*PROVIDED INFORMATION*
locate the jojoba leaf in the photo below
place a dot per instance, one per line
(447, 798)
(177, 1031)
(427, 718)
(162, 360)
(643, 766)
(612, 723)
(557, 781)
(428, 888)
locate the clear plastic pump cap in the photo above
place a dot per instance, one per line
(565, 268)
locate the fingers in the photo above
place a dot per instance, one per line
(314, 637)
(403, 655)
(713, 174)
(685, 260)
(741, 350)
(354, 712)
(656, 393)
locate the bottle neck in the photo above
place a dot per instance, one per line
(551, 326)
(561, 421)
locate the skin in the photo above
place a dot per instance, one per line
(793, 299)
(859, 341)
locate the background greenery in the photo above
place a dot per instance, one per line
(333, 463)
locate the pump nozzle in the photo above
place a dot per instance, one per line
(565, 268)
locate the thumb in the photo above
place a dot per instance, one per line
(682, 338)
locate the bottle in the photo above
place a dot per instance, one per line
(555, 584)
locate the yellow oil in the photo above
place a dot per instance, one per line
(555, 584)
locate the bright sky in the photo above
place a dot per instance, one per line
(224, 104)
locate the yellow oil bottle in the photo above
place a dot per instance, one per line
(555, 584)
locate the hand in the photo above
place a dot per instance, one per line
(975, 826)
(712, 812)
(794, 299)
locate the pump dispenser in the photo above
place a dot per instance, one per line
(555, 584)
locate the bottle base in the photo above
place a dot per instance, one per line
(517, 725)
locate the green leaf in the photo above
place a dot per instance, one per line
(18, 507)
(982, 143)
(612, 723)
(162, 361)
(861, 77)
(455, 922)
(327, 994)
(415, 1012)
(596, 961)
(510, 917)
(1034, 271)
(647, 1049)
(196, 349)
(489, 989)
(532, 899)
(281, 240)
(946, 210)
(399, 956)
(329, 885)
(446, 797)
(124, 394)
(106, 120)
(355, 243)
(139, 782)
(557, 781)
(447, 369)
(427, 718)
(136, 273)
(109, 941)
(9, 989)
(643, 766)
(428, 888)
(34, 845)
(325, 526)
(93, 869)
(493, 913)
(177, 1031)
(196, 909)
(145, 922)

*WORK REQUIRED*
Reproduce every row above verbatim, from the first to the last, with no changes.

*RESPONSE BELOW*
locate the jojoba leaf in the photo below
place a dot per instance, one per line
(447, 798)
(177, 1031)
(427, 718)
(162, 360)
(643, 766)
(612, 723)
(557, 781)
(428, 888)
locate the clear plastic pump cap in the photo above
place a dot per instance, one per line
(565, 268)
locate the fingers in the photo above
place a dot per instance, one per line
(314, 637)
(403, 655)
(713, 174)
(685, 260)
(741, 350)
(354, 712)
(656, 393)
locate the bottle neck in the photo above
place a dot per instance, one per line
(551, 326)
(561, 421)
locate the skin in the photo above
place a dot per instance, one per line
(793, 299)
(859, 341)
locate the background greenery in the photo above
place a dot per instance, one per line
(333, 463)
locate the pump nozzle in the photo above
place a dot per instance, one per line
(565, 268)
locate the thumb in the photo above
place a dot per instance, one per line
(682, 338)
locate the bottle in the photo above
place a dot per instance, one per line
(555, 584)
locate the yellow oil in the photo above
place a dot per instance, one per line
(555, 584)
locate the bright sky in the photo above
place a dot per instance, one per line
(224, 104)
locate the yellow oil bottle in the photo above
place a dot per instance, one per line
(555, 584)
locate the hand in the photo above
place a dot per instance, one per line
(975, 826)
(712, 812)
(794, 299)
locate the pump dispenser in the photo above
place a dot per instance, one per line
(555, 584)
locate the bottle base in the photo above
place a dot per instance, one per line
(517, 725)
locate the green leaf in the photo above
place a dot per instance, one per line
(18, 507)
(982, 143)
(612, 723)
(162, 361)
(861, 77)
(455, 922)
(327, 994)
(415, 1012)
(596, 961)
(510, 917)
(1034, 271)
(647, 1049)
(196, 349)
(489, 989)
(532, 899)
(281, 240)
(946, 210)
(399, 956)
(329, 885)
(446, 797)
(124, 394)
(106, 120)
(355, 243)
(139, 782)
(557, 781)
(447, 369)
(427, 718)
(136, 273)
(109, 941)
(9, 989)
(643, 766)
(428, 888)
(34, 845)
(325, 526)
(93, 869)
(493, 913)
(177, 1031)
(196, 909)
(145, 922)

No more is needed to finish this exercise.